Given records →
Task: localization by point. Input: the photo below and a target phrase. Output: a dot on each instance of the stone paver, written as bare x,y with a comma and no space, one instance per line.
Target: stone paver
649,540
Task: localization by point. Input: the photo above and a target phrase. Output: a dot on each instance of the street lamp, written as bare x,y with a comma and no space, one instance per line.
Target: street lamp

Problem →
Reproduce every item above line for line, without altering a single character.

Output of the exercise →
Task: localization by point. Input: the photo below and a target phrase. Output: a dot on each instance of the stone paver, written as bare x,y with a comma and no space, one instance per line.
Target: stone paver
649,540
Task: localization by point. Input: the photo above and a target phrase. Output: a dot on each instance of the street lamp, written as bare x,y with a comma and no space, one instance per line.
Target: street lamp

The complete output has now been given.